■ GOAL OF THE EXERCISE ■
What is needed is an exact copy of the records, with the images left out.

[Referring expression grounding data]
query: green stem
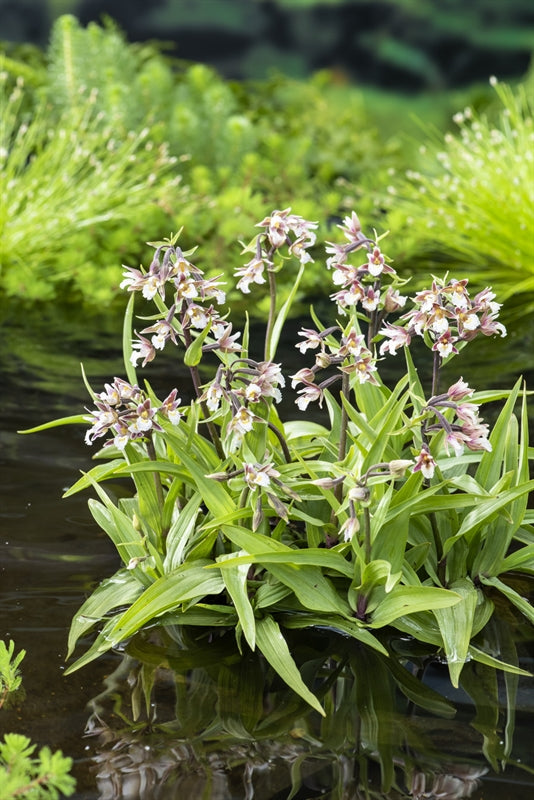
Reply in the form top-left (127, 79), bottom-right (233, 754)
top-left (11, 773), bottom-right (55, 798)
top-left (183, 324), bottom-right (225, 459)
top-left (238, 485), bottom-right (250, 529)
top-left (146, 434), bottom-right (164, 513)
top-left (429, 511), bottom-right (446, 584)
top-left (331, 373), bottom-right (351, 526)
top-left (363, 505), bottom-right (372, 563)
top-left (265, 266), bottom-right (277, 362)
top-left (334, 371), bottom-right (351, 508)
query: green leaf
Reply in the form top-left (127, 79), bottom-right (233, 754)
top-left (163, 494), bottom-right (203, 571)
top-left (220, 527), bottom-right (350, 615)
top-left (176, 449), bottom-right (236, 517)
top-left (67, 569), bottom-right (143, 658)
top-left (361, 376), bottom-right (409, 470)
top-left (267, 260), bottom-right (306, 360)
top-left (383, 649), bottom-right (456, 717)
top-left (123, 292), bottom-right (137, 385)
top-left (255, 614), bottom-right (324, 715)
top-left (87, 496), bottom-right (151, 578)
top-left (497, 544), bottom-right (534, 574)
top-left (62, 458), bottom-right (125, 496)
top-left (109, 563), bottom-right (225, 643)
top-left (218, 552), bottom-right (256, 651)
top-left (18, 414), bottom-right (89, 434)
top-left (479, 575), bottom-right (534, 624)
top-left (433, 578), bottom-right (479, 687)
top-left (279, 612), bottom-right (388, 655)
top-left (64, 617), bottom-right (118, 674)
top-left (184, 320), bottom-right (212, 366)
top-left (475, 378), bottom-right (520, 489)
top-left (468, 645), bottom-right (532, 676)
top-left (368, 586), bottom-right (461, 628)
top-left (124, 445), bottom-right (164, 541)
top-left (214, 547), bottom-right (353, 578)
top-left (442, 479), bottom-right (534, 554)
top-left (268, 563), bottom-right (350, 616)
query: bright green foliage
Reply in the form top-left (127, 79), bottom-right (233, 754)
top-left (23, 209), bottom-right (533, 711)
top-left (0, 14), bottom-right (409, 312)
top-left (5, 15), bottom-right (530, 317)
top-left (385, 70), bottom-right (534, 314)
top-left (0, 18), bottom-right (180, 307)
top-left (0, 641), bottom-right (76, 800)
top-left (0, 641), bottom-right (24, 708)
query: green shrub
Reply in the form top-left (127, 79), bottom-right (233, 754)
top-left (0, 641), bottom-right (75, 800)
top-left (0, 15), bottom-right (409, 313)
top-left (384, 70), bottom-right (534, 315)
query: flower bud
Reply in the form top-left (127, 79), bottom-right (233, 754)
top-left (348, 485), bottom-right (370, 503)
top-left (315, 351), bottom-right (332, 369)
top-left (447, 377), bottom-right (473, 402)
top-left (388, 459), bottom-right (413, 478)
top-left (312, 476), bottom-right (344, 489)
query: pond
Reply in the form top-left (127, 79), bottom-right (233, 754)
top-left (1, 308), bottom-right (533, 799)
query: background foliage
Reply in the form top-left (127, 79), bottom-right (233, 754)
top-left (2, 0), bottom-right (533, 87)
top-left (4, 13), bottom-right (531, 318)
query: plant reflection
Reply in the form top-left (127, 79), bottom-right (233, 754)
top-left (84, 622), bottom-right (531, 800)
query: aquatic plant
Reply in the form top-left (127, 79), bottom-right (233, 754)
top-left (0, 641), bottom-right (75, 799)
top-left (384, 71), bottom-right (534, 315)
top-left (24, 209), bottom-right (533, 713)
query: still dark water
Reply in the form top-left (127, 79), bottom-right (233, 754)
top-left (0, 309), bottom-right (533, 799)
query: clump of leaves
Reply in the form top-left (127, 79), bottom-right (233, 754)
top-left (23, 206), bottom-right (533, 713)
top-left (384, 70), bottom-right (534, 316)
top-left (0, 641), bottom-right (76, 800)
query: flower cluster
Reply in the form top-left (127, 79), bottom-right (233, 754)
top-left (121, 242), bottom-right (237, 367)
top-left (412, 377), bottom-right (492, 480)
top-left (326, 212), bottom-right (406, 316)
top-left (84, 378), bottom-right (182, 450)
top-left (379, 278), bottom-right (506, 359)
top-left (201, 359), bottom-right (285, 453)
top-left (291, 325), bottom-right (378, 410)
top-left (235, 208), bottom-right (318, 293)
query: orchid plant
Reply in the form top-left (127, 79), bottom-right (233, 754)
top-left (24, 208), bottom-right (533, 712)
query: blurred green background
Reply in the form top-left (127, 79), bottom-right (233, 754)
top-left (2, 0), bottom-right (533, 88)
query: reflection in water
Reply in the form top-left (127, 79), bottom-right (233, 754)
top-left (81, 624), bottom-right (532, 800)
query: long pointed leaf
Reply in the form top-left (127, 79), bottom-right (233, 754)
top-left (433, 578), bottom-right (479, 687)
top-left (110, 564), bottom-right (225, 643)
top-left (218, 552), bottom-right (256, 651)
top-left (255, 615), bottom-right (325, 715)
top-left (163, 494), bottom-right (203, 571)
top-left (368, 586), bottom-right (461, 628)
top-left (479, 575), bottom-right (534, 624)
top-left (67, 569), bottom-right (143, 658)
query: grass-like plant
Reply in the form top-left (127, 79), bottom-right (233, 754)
top-left (0, 67), bottom-right (179, 306)
top-left (384, 71), bottom-right (534, 315)
top-left (23, 208), bottom-right (533, 713)
top-left (0, 641), bottom-right (75, 800)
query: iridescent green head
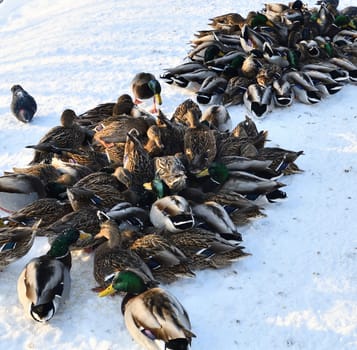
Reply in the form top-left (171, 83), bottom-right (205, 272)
top-left (196, 162), bottom-right (229, 184)
top-left (47, 228), bottom-right (80, 258)
top-left (98, 270), bottom-right (146, 297)
top-left (251, 13), bottom-right (272, 27)
top-left (208, 162), bottom-right (230, 183)
top-left (148, 79), bottom-right (162, 105)
top-left (204, 45), bottom-right (223, 63)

■ SOLUTION TO THIS PROBLEM ■
query: green stem
Reply in the form top-left (127, 79), bottom-right (233, 754)
top-left (11, 773), bottom-right (55, 798)
top-left (183, 324), bottom-right (225, 459)
top-left (238, 485), bottom-right (250, 529)
top-left (146, 434), bottom-right (164, 513)
top-left (429, 511), bottom-right (446, 584)
top-left (331, 373), bottom-right (351, 526)
top-left (363, 505), bottom-right (372, 563)
top-left (265, 266), bottom-right (277, 362)
top-left (334, 371), bottom-right (351, 508)
query: green leaf
Reply in the form top-left (127, 79), bottom-right (233, 754)
top-left (163, 494), bottom-right (203, 571)
top-left (220, 527), bottom-right (350, 615)
top-left (176, 449), bottom-right (236, 517)
top-left (67, 569), bottom-right (143, 658)
top-left (361, 376), bottom-right (409, 470)
top-left (267, 260), bottom-right (306, 360)
top-left (383, 649), bottom-right (456, 717)
top-left (123, 292), bottom-right (137, 385)
top-left (255, 614), bottom-right (324, 715)
top-left (87, 496), bottom-right (151, 578)
top-left (497, 544), bottom-right (534, 574)
top-left (62, 458), bottom-right (125, 496)
top-left (109, 563), bottom-right (225, 643)
top-left (218, 552), bottom-right (256, 651)
top-left (18, 414), bottom-right (89, 434)
top-left (479, 575), bottom-right (534, 624)
top-left (433, 578), bottom-right (479, 687)
top-left (279, 612), bottom-right (388, 655)
top-left (64, 617), bottom-right (118, 674)
top-left (184, 320), bottom-right (212, 366)
top-left (475, 378), bottom-right (520, 489)
top-left (468, 645), bottom-right (532, 676)
top-left (368, 586), bottom-right (461, 628)
top-left (124, 445), bottom-right (164, 541)
top-left (214, 547), bottom-right (353, 578)
top-left (442, 479), bottom-right (534, 554)
top-left (268, 563), bottom-right (350, 616)
query: bright green foliage
Reply in the form top-left (127, 79), bottom-right (233, 754)
top-left (23, 209), bottom-right (533, 711)
top-left (0, 14), bottom-right (409, 312)
top-left (5, 15), bottom-right (530, 317)
top-left (385, 70), bottom-right (534, 314)
top-left (0, 18), bottom-right (180, 307)
top-left (0, 641), bottom-right (76, 800)
top-left (0, 641), bottom-right (24, 708)
query: green shrub
Reply in the form top-left (127, 79), bottom-right (233, 754)
top-left (0, 641), bottom-right (75, 800)
top-left (0, 15), bottom-right (409, 313)
top-left (384, 70), bottom-right (534, 315)
query: flower bud
Reply in the form top-left (127, 79), bottom-right (233, 754)
top-left (348, 485), bottom-right (370, 503)
top-left (315, 351), bottom-right (332, 369)
top-left (447, 377), bottom-right (473, 402)
top-left (388, 459), bottom-right (413, 478)
top-left (312, 476), bottom-right (344, 489)
query: pond
Reply in the form top-left (127, 79), bottom-right (233, 754)
top-left (1, 308), bottom-right (533, 799)
query: background foliage
Reply in the form top-left (127, 79), bottom-right (233, 754)
top-left (2, 0), bottom-right (533, 87)
top-left (4, 13), bottom-right (531, 318)
query: plant reflection
Reply in the form top-left (127, 79), bottom-right (233, 754)
top-left (84, 622), bottom-right (531, 800)
query: aquatic plant
Reply in the form top-left (127, 79), bottom-right (233, 754)
top-left (0, 641), bottom-right (75, 799)
top-left (384, 71), bottom-right (534, 315)
top-left (24, 209), bottom-right (533, 713)
query: still dark water
Reply in the form top-left (127, 79), bottom-right (233, 754)
top-left (0, 309), bottom-right (533, 799)
query: clump of leaves
Reply in the form top-left (127, 79), bottom-right (233, 754)
top-left (23, 206), bottom-right (533, 713)
top-left (384, 70), bottom-right (534, 316)
top-left (0, 641), bottom-right (76, 800)
query: flower cluster
Reply in the form top-left (127, 79), bottom-right (233, 754)
top-left (121, 242), bottom-right (237, 367)
top-left (412, 377), bottom-right (492, 480)
top-left (326, 212), bottom-right (406, 316)
top-left (84, 378), bottom-right (182, 450)
top-left (379, 278), bottom-right (506, 359)
top-left (201, 359), bottom-right (285, 453)
top-left (291, 325), bottom-right (378, 410)
top-left (235, 208), bottom-right (318, 293)
query: orchid plant
Reply in the form top-left (127, 79), bottom-right (233, 754)
top-left (24, 208), bottom-right (533, 712)
query: blurred green background
Reply in the form top-left (127, 79), bottom-right (233, 754)
top-left (2, 0), bottom-right (533, 88)
query: reflection in water
Reply in the form top-left (127, 79), bottom-right (233, 754)
top-left (81, 624), bottom-right (532, 800)
query: long pointed leaf
Reply in the form top-left (127, 79), bottom-right (233, 754)
top-left (433, 578), bottom-right (479, 687)
top-left (110, 564), bottom-right (225, 643)
top-left (218, 552), bottom-right (256, 651)
top-left (255, 615), bottom-right (325, 715)
top-left (163, 494), bottom-right (203, 571)
top-left (368, 586), bottom-right (461, 628)
top-left (479, 575), bottom-right (534, 624)
top-left (67, 569), bottom-right (143, 658)
query: grass-like plant
Reply in the form top-left (127, 79), bottom-right (233, 754)
top-left (0, 67), bottom-right (179, 306)
top-left (384, 71), bottom-right (534, 315)
top-left (23, 208), bottom-right (533, 713)
top-left (0, 641), bottom-right (75, 800)
query: iridescent green head
Reply in the form top-left (171, 83), bottom-right (205, 272)
top-left (196, 162), bottom-right (229, 184)
top-left (47, 228), bottom-right (80, 258)
top-left (98, 270), bottom-right (146, 297)
top-left (251, 13), bottom-right (272, 27)
top-left (208, 162), bottom-right (230, 183)
top-left (148, 79), bottom-right (162, 105)
top-left (204, 45), bottom-right (223, 63)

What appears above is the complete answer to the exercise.